Only the text should be kept: print every entry below exactly and leave each image out.

--- GIVEN RECORDS ---

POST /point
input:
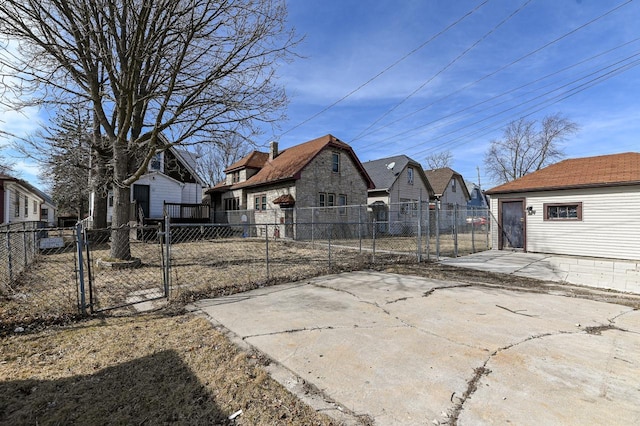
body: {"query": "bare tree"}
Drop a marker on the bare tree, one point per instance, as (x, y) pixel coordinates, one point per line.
(527, 146)
(194, 70)
(440, 160)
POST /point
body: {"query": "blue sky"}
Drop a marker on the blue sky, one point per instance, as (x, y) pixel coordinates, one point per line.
(503, 59)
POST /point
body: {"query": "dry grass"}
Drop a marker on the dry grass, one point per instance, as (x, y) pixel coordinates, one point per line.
(147, 369)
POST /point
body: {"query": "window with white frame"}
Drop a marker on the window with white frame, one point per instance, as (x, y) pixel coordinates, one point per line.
(260, 202)
(156, 162)
(410, 175)
(342, 202)
(335, 162)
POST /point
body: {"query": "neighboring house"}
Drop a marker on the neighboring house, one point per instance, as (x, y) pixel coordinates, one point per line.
(172, 185)
(584, 206)
(478, 199)
(448, 186)
(323, 172)
(400, 186)
(20, 201)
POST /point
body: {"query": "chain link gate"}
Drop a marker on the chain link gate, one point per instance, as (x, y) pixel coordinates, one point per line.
(106, 283)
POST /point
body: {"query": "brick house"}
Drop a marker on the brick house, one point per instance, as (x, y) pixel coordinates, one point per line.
(324, 172)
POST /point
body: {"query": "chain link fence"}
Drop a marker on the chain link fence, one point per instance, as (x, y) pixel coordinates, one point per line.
(51, 274)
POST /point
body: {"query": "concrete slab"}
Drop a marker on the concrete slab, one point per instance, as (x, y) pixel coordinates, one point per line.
(415, 351)
(620, 275)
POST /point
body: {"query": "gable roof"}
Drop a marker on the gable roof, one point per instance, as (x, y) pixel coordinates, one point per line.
(384, 176)
(588, 172)
(440, 178)
(253, 160)
(26, 185)
(290, 162)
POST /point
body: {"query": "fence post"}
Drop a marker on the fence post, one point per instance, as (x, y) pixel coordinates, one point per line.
(25, 260)
(80, 250)
(373, 244)
(167, 263)
(428, 231)
(266, 241)
(455, 230)
(329, 243)
(420, 229)
(474, 215)
(437, 230)
(360, 229)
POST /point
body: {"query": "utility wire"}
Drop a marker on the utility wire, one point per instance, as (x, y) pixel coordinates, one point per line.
(405, 132)
(446, 67)
(530, 111)
(533, 52)
(466, 15)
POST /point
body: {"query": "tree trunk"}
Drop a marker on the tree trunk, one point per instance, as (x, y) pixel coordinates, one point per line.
(120, 248)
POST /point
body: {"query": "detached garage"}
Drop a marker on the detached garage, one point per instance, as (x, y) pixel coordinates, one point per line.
(579, 207)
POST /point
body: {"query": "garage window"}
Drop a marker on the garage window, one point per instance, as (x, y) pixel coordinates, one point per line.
(563, 211)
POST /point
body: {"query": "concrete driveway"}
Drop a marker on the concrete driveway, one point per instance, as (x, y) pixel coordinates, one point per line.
(406, 350)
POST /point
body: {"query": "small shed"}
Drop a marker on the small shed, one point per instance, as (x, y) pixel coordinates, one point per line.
(582, 207)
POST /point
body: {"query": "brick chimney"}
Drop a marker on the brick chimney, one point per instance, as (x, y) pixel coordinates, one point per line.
(273, 150)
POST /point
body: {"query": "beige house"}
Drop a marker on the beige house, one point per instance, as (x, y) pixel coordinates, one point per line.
(582, 207)
(21, 202)
(265, 187)
(400, 186)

---

> **ANSWER BOX**:
POST /point
input:
body: {"query": "bare tree"}
Drop a marker on the bare tree, one point per instance, as (x, y) pixel coordinates, one point per line.
(527, 146)
(194, 70)
(440, 160)
POST /point
body: {"query": "blue sky"}
Drop a marker on the blue sky, one point per instance, as (x, y) pixel coordinates, one point per line.
(503, 59)
POST /point
body: {"query": "dry grass"}
Drop a marker on the dry grass, one point per instance, as (x, y) pixel coordinates, one point per line.
(147, 369)
POST /point
body: {"query": "window with white frame"}
Drop a marker on the window with white frame, one point per instance, as (x, y) pixel coordinates, one point per line.
(260, 202)
(156, 162)
(410, 175)
(342, 202)
(335, 162)
POST /point
body: {"query": "neighboring house"}
Drop a marker on the neighboring house, one point per instance, as (x, y) pixel coordinates, one point per line.
(172, 185)
(584, 206)
(478, 199)
(448, 186)
(323, 172)
(400, 186)
(20, 201)
POST /point
body: {"query": "chain link gate"}
Drop a marker on the chain link gate, one point per instance, as (x, y) pixel coordinates, one point per line.
(106, 283)
POST /point
body: {"query": "brick house"}
Drop a marker on the brick house, one point per instance, as (x, y) pixel coordinates, one point per line.
(324, 172)
POST /point
body: {"query": "chain link fence"}
Drop a marker on the chain link fence, one point per instance, as (x, y) pixel coordinates, one point per line.
(51, 274)
POST /point
body: {"query": "concrete slab"}
Drop a marker on the concrete slab, one point per instance, as (x, y) pixel coordinates, one point per line.
(415, 351)
(620, 275)
POST /point
body: {"query": "gable roof"}
Drop a marker on the gable roof, one point per instance, as (x, y) pixel coordinates, one point per line.
(384, 176)
(588, 172)
(440, 178)
(253, 160)
(26, 185)
(290, 162)
POST /point
body: {"query": "fence post"}
Drop a marker on the fence post, one point per instance, as (x, y) pixel coordinates, one point per line.
(25, 260)
(80, 250)
(373, 244)
(167, 263)
(428, 231)
(266, 241)
(455, 230)
(329, 243)
(420, 229)
(474, 215)
(437, 230)
(360, 229)
POST /point
body: {"query": "utility wire"}
Drop a marker on the utility wire, one point per instance, as (x, y) pixel coordinates, one point per line.
(405, 132)
(446, 67)
(530, 111)
(533, 52)
(466, 15)
POST /point
body: {"query": "tree trunk"}
Drop a marker on the tree trunk, one point per instance, as (x, y) pixel coordinates, one point per line.
(120, 248)
POST /point
body: {"query": "detached garage"}
Drop a marker on the detached garage, one point per instance, as (x, y) pixel coordinates, one point per line.
(579, 207)
POST /point
body: {"query": "garage window"}
Drop a marker on the garage window, one point per instance, as (x, y) pixel coordinates, one point per line.
(563, 211)
POST /point
body: {"query": "concrete driveway"}
Drop a marker on the concrete driveway, one point per instance, as (x, y) pixel coordinates, one point per line.
(406, 350)
POST /point
body: {"query": "small shed"}
Drop a marker on the small shed, one point per instance, as (x, y) pixel coordinates, one point per line.
(582, 207)
POST /point
body: {"query": "brick chimney"}
Drop a marker on the brick chimney, one point per instance, as (x, y) pixel coordinates, one point per line.
(273, 150)
POST /point
body: {"query": "beige house"}
Drop a marker on the beige house, one point per instance, as (x, y) pixel coordinates, one point per line.
(582, 207)
(21, 202)
(265, 187)
(400, 186)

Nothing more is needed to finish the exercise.